-- start Article --
Summary: Under a standard CFL condition, we prove the convergence of the explicit-in-time Finite Volume method with monotone fluxes for the approximation of scalar first-order conservation laws with multiplicative, compactly supported noise. In [S. Dotti and J. Vovelle, Arch. Ration. Mech. Anal. 230, No. 2, 539–591 (2018; Zbl 1397.65016)], a framework for the analysis of the convergence of approximations to stochastic scalar first-order conservation laws has been developed, on the basis of a kinetic formulation. Here, we give a kinetic formulation of the numerical method, analyse its properties, and explain how to cast the problem of convergence of the numerical scheme into the framework of Dotti and Vovelle [loc. cit.]. This uses standard estimates (like the so-called “weak BV estimate”, for which we give a proof using specifically the kinetic formulation) and an adequate interpolation procedure.
-- end Article --
_Short exercise A_: In the listing below, reproduce the stretch from the line containing "Please spot the cockpit" through the end of the listing, requests included. Scale every coordinate in the answers by 0.4 and round to whole numbers, with halves rounded up.
-- start Supplied records --
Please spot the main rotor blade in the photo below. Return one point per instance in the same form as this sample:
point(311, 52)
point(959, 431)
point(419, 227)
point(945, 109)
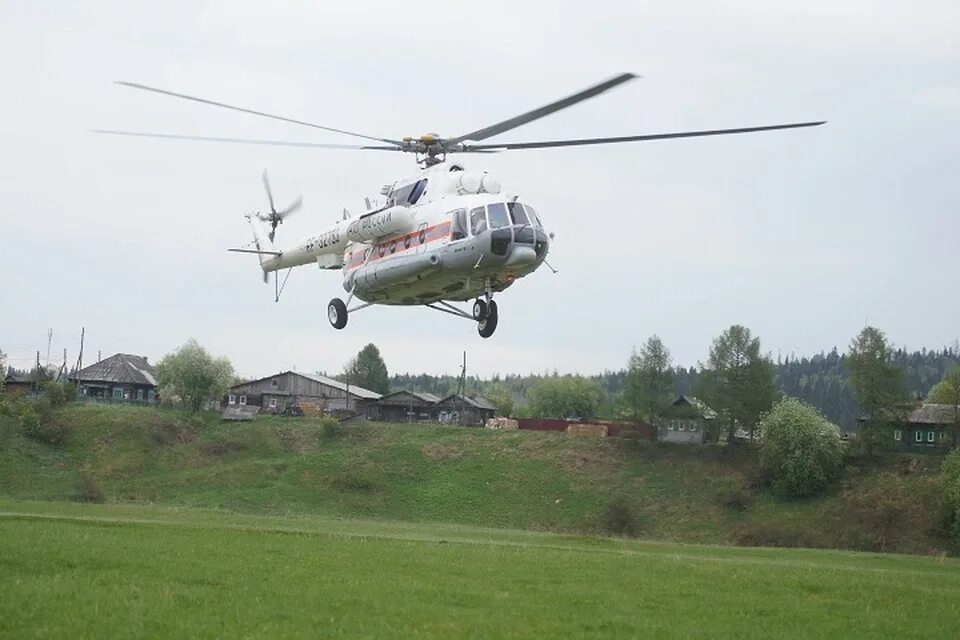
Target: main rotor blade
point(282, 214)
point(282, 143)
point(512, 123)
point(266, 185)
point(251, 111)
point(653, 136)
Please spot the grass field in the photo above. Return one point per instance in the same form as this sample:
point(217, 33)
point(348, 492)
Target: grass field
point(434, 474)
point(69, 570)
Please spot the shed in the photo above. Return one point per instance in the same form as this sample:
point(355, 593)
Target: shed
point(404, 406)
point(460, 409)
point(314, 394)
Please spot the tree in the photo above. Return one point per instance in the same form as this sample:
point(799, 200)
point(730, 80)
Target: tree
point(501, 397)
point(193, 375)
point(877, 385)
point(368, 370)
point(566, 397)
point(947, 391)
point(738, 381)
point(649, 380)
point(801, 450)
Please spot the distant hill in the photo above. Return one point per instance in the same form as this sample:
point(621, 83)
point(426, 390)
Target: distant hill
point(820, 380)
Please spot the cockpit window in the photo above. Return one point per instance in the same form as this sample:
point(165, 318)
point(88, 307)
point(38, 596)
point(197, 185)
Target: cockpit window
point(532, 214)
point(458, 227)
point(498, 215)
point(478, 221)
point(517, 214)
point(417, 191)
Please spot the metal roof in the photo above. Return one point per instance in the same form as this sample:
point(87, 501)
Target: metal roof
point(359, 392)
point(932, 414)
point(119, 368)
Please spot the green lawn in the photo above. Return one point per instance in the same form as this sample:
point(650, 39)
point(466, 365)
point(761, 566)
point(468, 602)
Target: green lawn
-- end Supplied records --
_Short exercise B_: Rewrite the paragraph of the summary beginning "Summary: Under a standard CFL condition" as a shorter bulleted list that keeps its main facts.

_Worked solution A_:
Please spot the cockpit window in the photo above. Return one point per instance in the same form as this sample:
point(165, 318)
point(88, 307)
point(38, 596)
point(197, 185)
Target: cockpit window
point(213, 86)
point(183, 91)
point(199, 86)
point(191, 88)
point(207, 86)
point(167, 76)
Please spot the metal roof in the photo above. Return one point per instance in the same form as this sample:
point(87, 501)
Target: metal roof
point(144, 157)
point(373, 166)
point(48, 147)
Please spot the green lawn in the photo above. Return one point per instance in the same form as this sample:
point(650, 39)
point(466, 365)
point(761, 566)
point(468, 602)
Target: green lawn

_Worked solution B_:
- Result: under a standard CFL condition, the explicit-in-time Finite Volume method with monotone fluxes converges when approximating scalar first-order conservation laws with multiplicative, compactly supported noise.
- Basis: Dotti and Vovelle (Arch. Ration. Mech. Anal. 230, No. 2, 539–591, 2018) developed a kinetic-formulation framework for analyzing the convergence of approximations to stochastic scalar first-order conservation laws.
- Approach: the numerical method is given a kinetic formulation, its properties are analyzed, and the convergence problem is cast into the Dotti–Vovelle framework.
- Tools: standard estimates, including the "weak BV estimate," which is proved using the kinetic formulation, plus an adequate interpolation procedure.